▸ **PROBLEM TO WORK ON**: Once the pictures are set aside, reproduce the entries below exactly.

▸ **EXTRACTED DATA**:
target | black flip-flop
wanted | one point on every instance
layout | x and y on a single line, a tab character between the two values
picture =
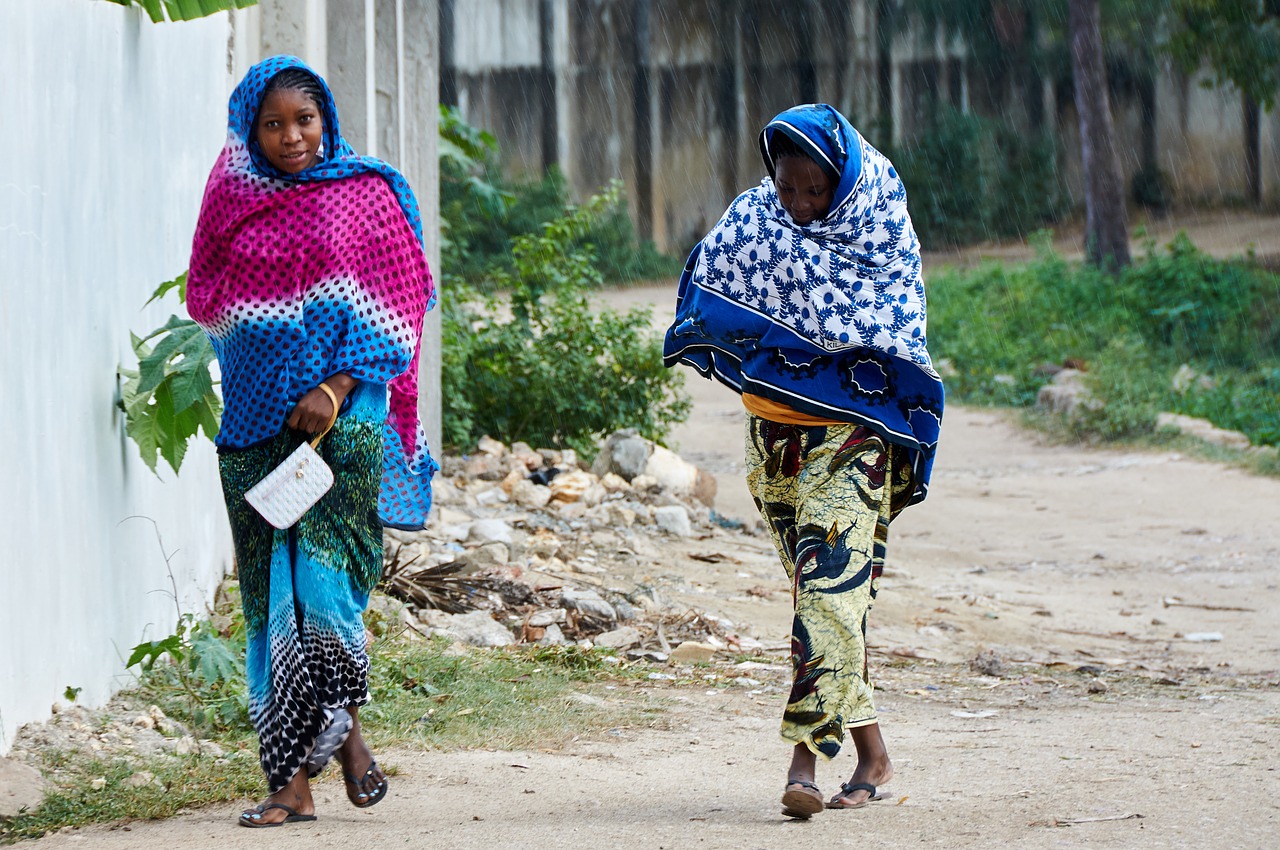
247	818
849	787
378	793
799	804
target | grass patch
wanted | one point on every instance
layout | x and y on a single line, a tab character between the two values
87	790
425	695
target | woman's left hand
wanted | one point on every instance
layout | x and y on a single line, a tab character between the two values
314	410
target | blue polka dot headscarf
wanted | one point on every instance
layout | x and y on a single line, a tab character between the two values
300	277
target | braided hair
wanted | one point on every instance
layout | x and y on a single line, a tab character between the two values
300	81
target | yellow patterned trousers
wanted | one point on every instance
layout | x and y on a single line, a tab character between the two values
827	496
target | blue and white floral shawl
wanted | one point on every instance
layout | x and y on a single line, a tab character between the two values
826	318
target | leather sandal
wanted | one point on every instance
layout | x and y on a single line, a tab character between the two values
252	817
849	787
801	803
371	798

▸ **TASK RESPONSE**:
target | black flip-flop
wanted | one point on every instance
layout | x and y on a single line, a tab character between the two values
picture =
247	818
849	787
378	793
799	804
target | grass patch
wanted | one point on every instance
layout | x and y on a single line, a tab character between the two values
87	790
425	695
target | woman's left hand
wanted | one point on every instance
layout | x and y on a single line, a tab character between the two values
314	410
target | blue polka dot headscarf
wanted | one point on every instance
layout | x and y on a single line, a tab character between the two values
300	277
target | braided hair
wanted | one point on every instance
layout | x and y on a single line, a tab character between the two values
300	81
target | yellow patterned trousers
wanted | one point on every instance
layout | x and y on a single line, a tab character between the two values
827	496
target | blue and white floral shawl
wanted | one point on every instance
layout | x and y on a single line, a tab character between the two values
826	318
target | leather sandal
wanted | one point on every instance
layout | x and y on a single line, a tab character between the two values
252	817
849	787
801	803
371	798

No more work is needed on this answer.